%%
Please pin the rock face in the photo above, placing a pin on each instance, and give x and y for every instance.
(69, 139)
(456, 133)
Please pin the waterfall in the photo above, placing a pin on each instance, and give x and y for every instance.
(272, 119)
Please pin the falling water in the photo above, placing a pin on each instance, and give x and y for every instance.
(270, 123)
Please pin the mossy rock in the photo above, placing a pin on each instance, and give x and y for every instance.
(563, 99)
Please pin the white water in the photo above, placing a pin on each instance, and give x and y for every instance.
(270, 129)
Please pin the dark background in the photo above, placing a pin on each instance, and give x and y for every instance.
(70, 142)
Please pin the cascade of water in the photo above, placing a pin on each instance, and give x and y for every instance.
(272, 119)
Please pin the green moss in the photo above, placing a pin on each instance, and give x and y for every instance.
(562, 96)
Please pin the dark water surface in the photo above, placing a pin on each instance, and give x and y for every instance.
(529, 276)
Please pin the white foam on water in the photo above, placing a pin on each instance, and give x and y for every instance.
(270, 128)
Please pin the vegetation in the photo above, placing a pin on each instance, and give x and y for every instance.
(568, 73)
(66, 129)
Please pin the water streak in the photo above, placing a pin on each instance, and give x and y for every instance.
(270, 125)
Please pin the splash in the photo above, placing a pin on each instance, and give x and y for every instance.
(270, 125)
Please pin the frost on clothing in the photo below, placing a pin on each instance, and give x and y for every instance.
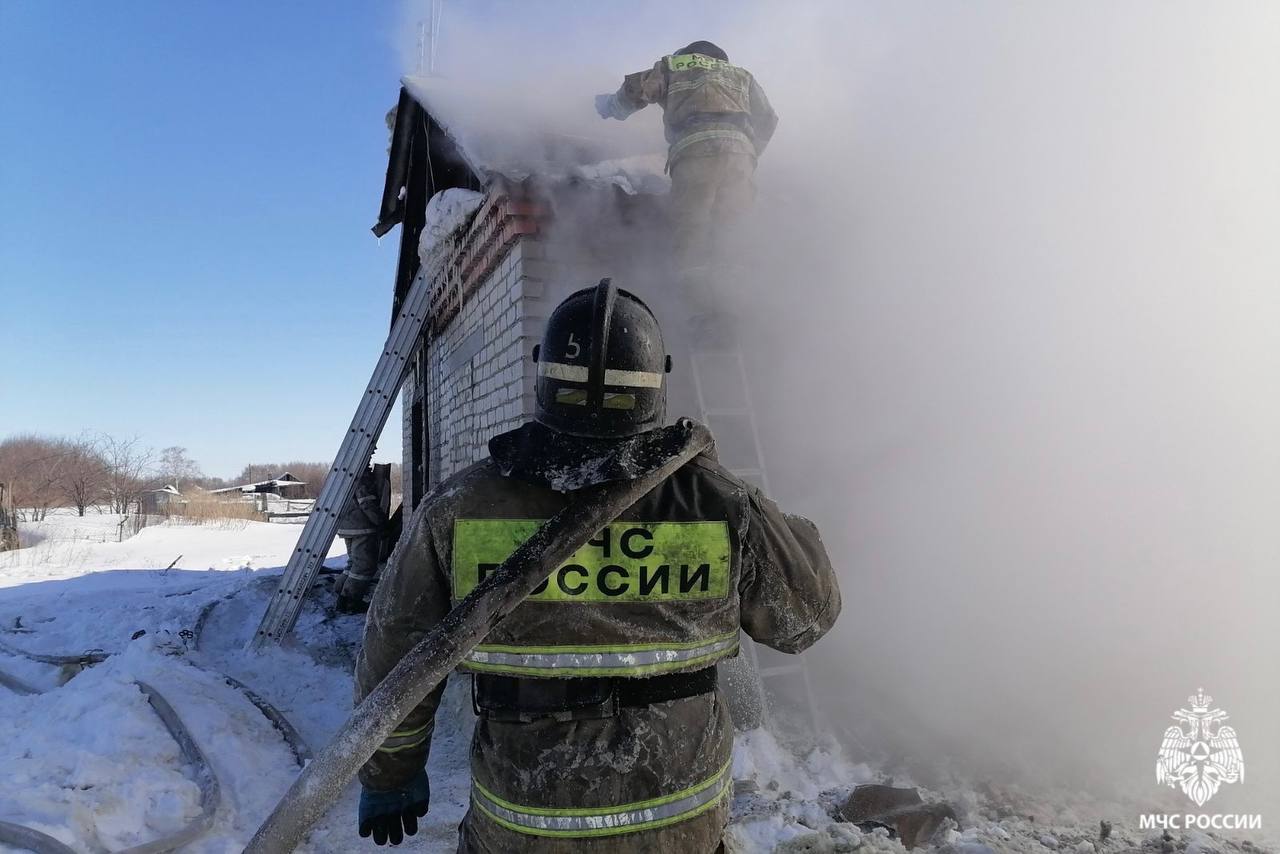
(709, 106)
(534, 780)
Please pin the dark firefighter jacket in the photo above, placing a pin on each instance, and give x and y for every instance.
(366, 511)
(666, 588)
(709, 106)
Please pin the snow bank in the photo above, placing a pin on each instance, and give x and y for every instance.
(90, 763)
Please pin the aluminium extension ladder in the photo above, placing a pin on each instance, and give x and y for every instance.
(723, 397)
(353, 455)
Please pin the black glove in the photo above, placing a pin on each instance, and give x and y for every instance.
(391, 816)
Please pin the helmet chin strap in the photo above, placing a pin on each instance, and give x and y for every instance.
(600, 316)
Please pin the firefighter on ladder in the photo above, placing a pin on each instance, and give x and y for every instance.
(717, 122)
(362, 525)
(600, 726)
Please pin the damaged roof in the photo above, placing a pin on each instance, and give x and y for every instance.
(498, 132)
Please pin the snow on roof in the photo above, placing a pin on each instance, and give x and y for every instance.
(501, 132)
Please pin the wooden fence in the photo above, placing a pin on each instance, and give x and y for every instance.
(8, 520)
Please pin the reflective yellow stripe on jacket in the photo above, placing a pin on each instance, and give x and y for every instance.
(618, 660)
(604, 821)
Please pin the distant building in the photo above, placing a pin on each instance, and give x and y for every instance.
(286, 485)
(160, 502)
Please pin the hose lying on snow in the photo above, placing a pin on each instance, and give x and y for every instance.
(17, 685)
(444, 647)
(91, 657)
(297, 745)
(210, 793)
(31, 840)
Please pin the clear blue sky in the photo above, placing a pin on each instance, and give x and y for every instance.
%%
**WHAT THE EXERCISE ASKS**
Omit every picture, then repeat the remaining data exactly as it appears above.

**EXERCISE OUTPUT**
Please pin the rock face in the photo above, placing a pin on each instance, and give x and y for every instance.
(69, 139)
(456, 133)
Please pin the waterfall in the photo above, placing a pin on each instance, and give x and y for every instance.
(272, 119)
Please pin the falling water in the photo above, placing a pin on each instance, and give x and y for every instance.
(270, 123)
Please pin the mossy rock in the photo above, placing a pin on each instance, and give x and y for every instance.
(563, 99)
Please pin the white water in the photo above, placing a pin on each instance, and give x and y for every instance.
(270, 129)
Please pin the dark background in the photo above, placing a pin on each instance, and give x and y for every instance.
(70, 142)
Please pin the cascade of water in the photo above, placing a pin on each instance, and give x and y for every instance.
(272, 119)
Please pin the green moss in the photo above, placing a pin on each instance, and give x and y for every instance.
(562, 96)
Please pin the dark water surface in the photo above, placing a pin on each instance, and give x and y for every instance.
(529, 276)
Please pin the white foam on water in the photo above, placing a pin on each instance, and give x and y for every instance.
(270, 128)
Please pin the vegetation in the photo above, placing a pin on each instance, and give x and y for every instance.
(568, 73)
(66, 129)
Please pin the water streak in the photo above, placing a pin on each instance, and give x and y for every instance.
(270, 125)
Please pin the splash in the photo above, placing a pin on each instance, and give x and y for every instance.
(270, 125)
Please pin the frost on clothing in the photo below, placing a pin on each instance, and give x and y for every instance.
(709, 106)
(534, 780)
Please pin the dark firefighter jacket in the photo above, placing a pin on each instance, and give x and y for every instance.
(366, 511)
(666, 588)
(709, 106)
Please pin the snow bank in the photo above, placing a pin on each instance, and give x and y for every instance.
(90, 763)
Please pin the aluminium extension ladder in the photo above, placing a pin on each instance, and give x and y for every instance.
(723, 397)
(353, 455)
Please pin the black glove in the photo above, placing a pin on each instance, and give x and y for every instance.
(391, 816)
Please pin the helmet chin strap in the photo above, placing a pin on each instance, and give x and y for every instance.
(600, 316)
Please pin the firefighter on ladder in the photo above, placing a pin on each instance, and give x and y for every instance.
(717, 122)
(362, 525)
(600, 726)
Please pin the damaged roof in the photo above, placing a pin on each instance, and give x and y for every instance.
(498, 132)
Please pin the snow on roof in the photo above, placing a pin on each instance, and give x and y for every instance.
(501, 132)
Please pin the wooden fence in the photo above, placing a pin on each instance, and give x and y for every instance.
(8, 520)
Please pin the reflective yellow stripe on jacket in the photo above, placing a pin on each instance, and give x and y for every instance.
(618, 660)
(604, 821)
Please pin the distant building in the photo above, placing a pin on each instance, and give x and y for every instance.
(286, 485)
(160, 502)
Please pin the hose lying on snow in the photo above, placing a pin on each instance, and give x and y for every instance.
(17, 685)
(444, 647)
(91, 657)
(297, 745)
(210, 793)
(31, 840)
Please pin the clear blue sky in the photo above, placing a pin on each instance, and give x and y for every instance.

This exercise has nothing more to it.